Write out, word for word, the rows from the one containing "white sneaker in the photo above." through the last row, both included.

**Provided data:**
_ _ _ _ _
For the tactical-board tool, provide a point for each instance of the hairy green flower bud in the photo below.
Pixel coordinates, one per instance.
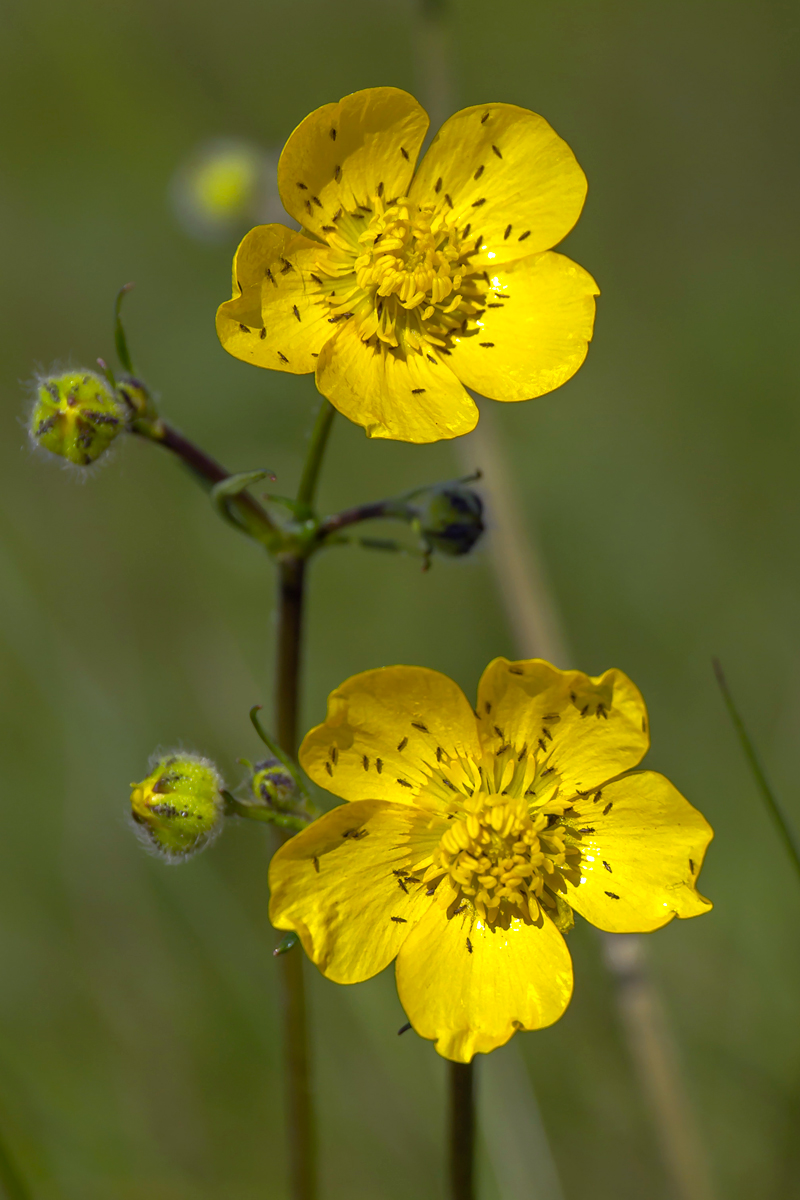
(272, 785)
(450, 519)
(76, 415)
(179, 808)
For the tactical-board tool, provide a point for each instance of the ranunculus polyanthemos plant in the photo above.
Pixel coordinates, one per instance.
(404, 288)
(471, 837)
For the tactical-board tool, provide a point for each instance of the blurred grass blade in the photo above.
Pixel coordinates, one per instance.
(783, 827)
(120, 340)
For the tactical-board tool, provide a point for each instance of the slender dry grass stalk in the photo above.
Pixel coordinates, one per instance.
(537, 631)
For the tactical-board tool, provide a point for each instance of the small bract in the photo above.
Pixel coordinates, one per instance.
(450, 519)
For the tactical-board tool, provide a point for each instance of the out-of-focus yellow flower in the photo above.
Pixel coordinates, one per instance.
(473, 837)
(405, 288)
(222, 187)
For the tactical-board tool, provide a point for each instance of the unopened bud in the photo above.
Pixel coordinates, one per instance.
(450, 519)
(179, 807)
(274, 785)
(76, 415)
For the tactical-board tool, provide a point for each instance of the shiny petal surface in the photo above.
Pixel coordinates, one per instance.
(338, 885)
(469, 988)
(582, 730)
(509, 174)
(394, 394)
(382, 727)
(240, 321)
(296, 317)
(341, 154)
(535, 330)
(639, 864)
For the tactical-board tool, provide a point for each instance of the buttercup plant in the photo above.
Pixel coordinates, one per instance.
(403, 289)
(469, 838)
(469, 841)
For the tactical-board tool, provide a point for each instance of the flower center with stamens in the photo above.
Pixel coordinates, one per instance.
(504, 861)
(404, 277)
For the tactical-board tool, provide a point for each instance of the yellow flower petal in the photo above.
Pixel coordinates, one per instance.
(584, 730)
(506, 173)
(535, 330)
(639, 865)
(469, 988)
(296, 318)
(391, 393)
(240, 322)
(341, 154)
(337, 885)
(382, 726)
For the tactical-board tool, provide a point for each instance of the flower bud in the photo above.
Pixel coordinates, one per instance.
(179, 808)
(76, 415)
(450, 519)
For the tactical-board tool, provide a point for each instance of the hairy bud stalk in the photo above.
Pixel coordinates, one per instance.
(179, 808)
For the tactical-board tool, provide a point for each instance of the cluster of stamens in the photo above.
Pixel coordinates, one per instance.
(503, 859)
(405, 279)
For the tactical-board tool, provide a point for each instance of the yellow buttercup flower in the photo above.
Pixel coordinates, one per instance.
(471, 837)
(405, 288)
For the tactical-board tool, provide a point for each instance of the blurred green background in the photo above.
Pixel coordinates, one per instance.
(138, 1026)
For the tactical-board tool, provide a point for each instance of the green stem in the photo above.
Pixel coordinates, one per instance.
(316, 450)
(462, 1129)
(292, 579)
(254, 519)
(299, 1111)
(785, 829)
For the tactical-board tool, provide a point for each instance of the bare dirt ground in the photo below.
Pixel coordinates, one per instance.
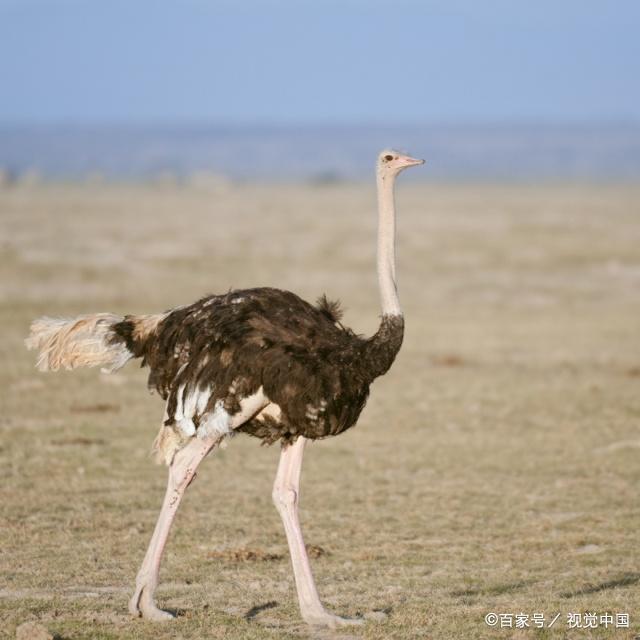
(496, 467)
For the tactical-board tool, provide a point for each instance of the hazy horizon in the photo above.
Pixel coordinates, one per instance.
(322, 153)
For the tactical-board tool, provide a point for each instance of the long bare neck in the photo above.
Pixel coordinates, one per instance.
(387, 247)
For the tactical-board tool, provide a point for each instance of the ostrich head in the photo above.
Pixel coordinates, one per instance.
(391, 163)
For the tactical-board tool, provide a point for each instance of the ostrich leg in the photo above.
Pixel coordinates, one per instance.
(181, 473)
(286, 494)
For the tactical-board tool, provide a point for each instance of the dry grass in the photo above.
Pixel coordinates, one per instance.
(495, 468)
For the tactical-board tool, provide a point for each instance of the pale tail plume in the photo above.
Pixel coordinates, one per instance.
(85, 341)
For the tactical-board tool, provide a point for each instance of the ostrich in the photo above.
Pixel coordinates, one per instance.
(258, 361)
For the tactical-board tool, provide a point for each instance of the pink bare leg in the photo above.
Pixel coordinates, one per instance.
(286, 493)
(181, 473)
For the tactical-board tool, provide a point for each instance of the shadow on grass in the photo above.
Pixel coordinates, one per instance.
(495, 590)
(254, 611)
(625, 581)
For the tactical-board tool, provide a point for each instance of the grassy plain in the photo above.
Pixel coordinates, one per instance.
(496, 467)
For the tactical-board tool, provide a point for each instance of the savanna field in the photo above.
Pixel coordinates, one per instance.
(495, 469)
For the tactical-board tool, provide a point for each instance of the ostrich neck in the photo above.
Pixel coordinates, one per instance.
(380, 350)
(386, 247)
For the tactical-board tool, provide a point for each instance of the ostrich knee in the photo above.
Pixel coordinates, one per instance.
(284, 498)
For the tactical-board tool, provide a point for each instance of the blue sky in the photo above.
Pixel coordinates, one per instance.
(269, 61)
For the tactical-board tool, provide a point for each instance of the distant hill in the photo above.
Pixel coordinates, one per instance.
(323, 153)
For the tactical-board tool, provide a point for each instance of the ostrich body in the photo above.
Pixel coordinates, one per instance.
(259, 361)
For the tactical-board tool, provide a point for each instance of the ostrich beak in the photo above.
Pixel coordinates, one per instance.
(408, 161)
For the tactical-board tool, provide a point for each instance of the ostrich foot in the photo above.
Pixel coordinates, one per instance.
(330, 620)
(142, 604)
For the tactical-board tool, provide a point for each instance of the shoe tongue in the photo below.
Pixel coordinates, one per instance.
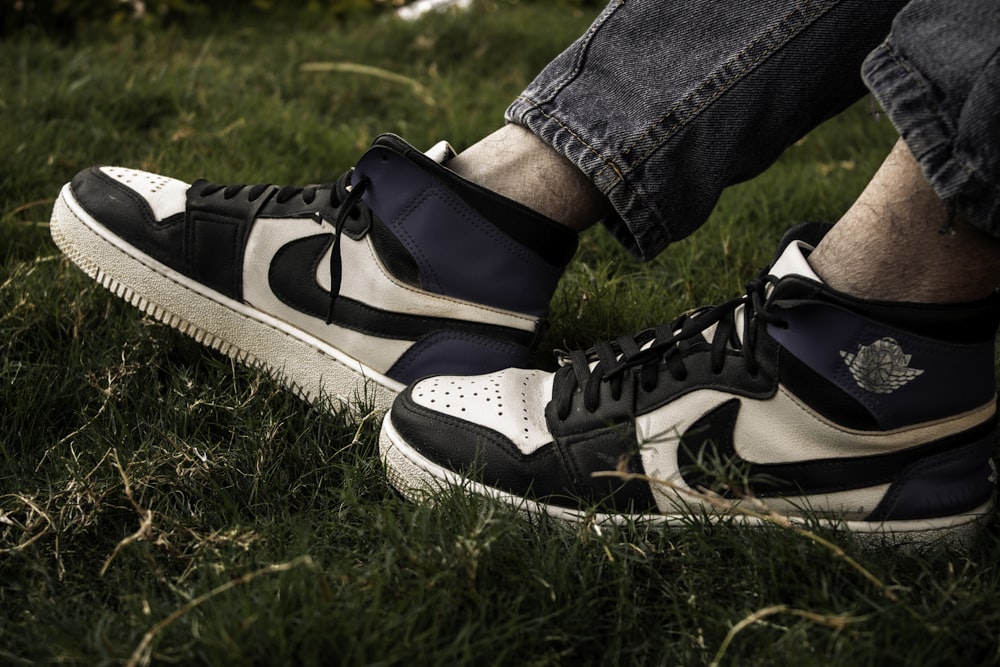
(793, 262)
(441, 152)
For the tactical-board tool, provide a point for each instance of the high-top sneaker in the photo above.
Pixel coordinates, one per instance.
(349, 290)
(793, 401)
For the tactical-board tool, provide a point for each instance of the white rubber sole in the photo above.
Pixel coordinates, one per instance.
(419, 479)
(313, 369)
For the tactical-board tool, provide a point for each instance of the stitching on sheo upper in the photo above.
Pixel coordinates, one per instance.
(781, 31)
(148, 216)
(412, 354)
(501, 441)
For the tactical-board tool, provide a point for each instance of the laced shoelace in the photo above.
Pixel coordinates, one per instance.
(344, 197)
(644, 352)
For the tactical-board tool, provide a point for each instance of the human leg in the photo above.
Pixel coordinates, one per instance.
(854, 382)
(466, 292)
(901, 242)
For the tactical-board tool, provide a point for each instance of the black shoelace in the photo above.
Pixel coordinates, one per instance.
(343, 196)
(644, 352)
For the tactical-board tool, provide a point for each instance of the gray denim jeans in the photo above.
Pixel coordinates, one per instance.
(663, 103)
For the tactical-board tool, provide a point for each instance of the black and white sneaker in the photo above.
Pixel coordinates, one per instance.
(353, 289)
(794, 400)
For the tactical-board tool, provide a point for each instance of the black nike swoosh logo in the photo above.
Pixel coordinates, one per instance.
(707, 456)
(292, 278)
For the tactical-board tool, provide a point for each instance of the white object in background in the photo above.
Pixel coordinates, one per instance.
(416, 9)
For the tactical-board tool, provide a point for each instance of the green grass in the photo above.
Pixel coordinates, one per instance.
(159, 502)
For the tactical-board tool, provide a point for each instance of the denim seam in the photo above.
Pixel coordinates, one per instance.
(935, 110)
(582, 47)
(723, 80)
(621, 180)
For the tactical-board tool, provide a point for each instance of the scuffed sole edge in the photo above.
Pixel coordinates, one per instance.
(315, 371)
(419, 480)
_ _ _ _ _
**Final result:**
For the tactical-board tool, provide a point for each instance of the black and white sneaker in the photo above.
Pixel coordinates, one per instance.
(353, 289)
(794, 400)
For the tactical-board tool, provide a point for each instance of the black nike swoosh logo in the photo above.
Pixel coordinates, one per instance.
(707, 456)
(292, 278)
For the tactical-board tool, provide a point for each instance of the white object in background in the photo above.
Pixel coordinates, one per instance.
(416, 9)
For the tactical-board tool, provide a point for each instance of the green grass in the photo above.
Pixel coordinates, one per instance.
(159, 502)
For the tactical-board tool, provide a point for each instance of the denim seam in the photo above.
Pixel coordinates, one per instance.
(935, 110)
(582, 47)
(723, 80)
(621, 180)
For the tactical-board tool, provide a point for each instance of the scuffed sole edge in the photo above.
Pixel coordinates, one per instance.
(315, 371)
(419, 480)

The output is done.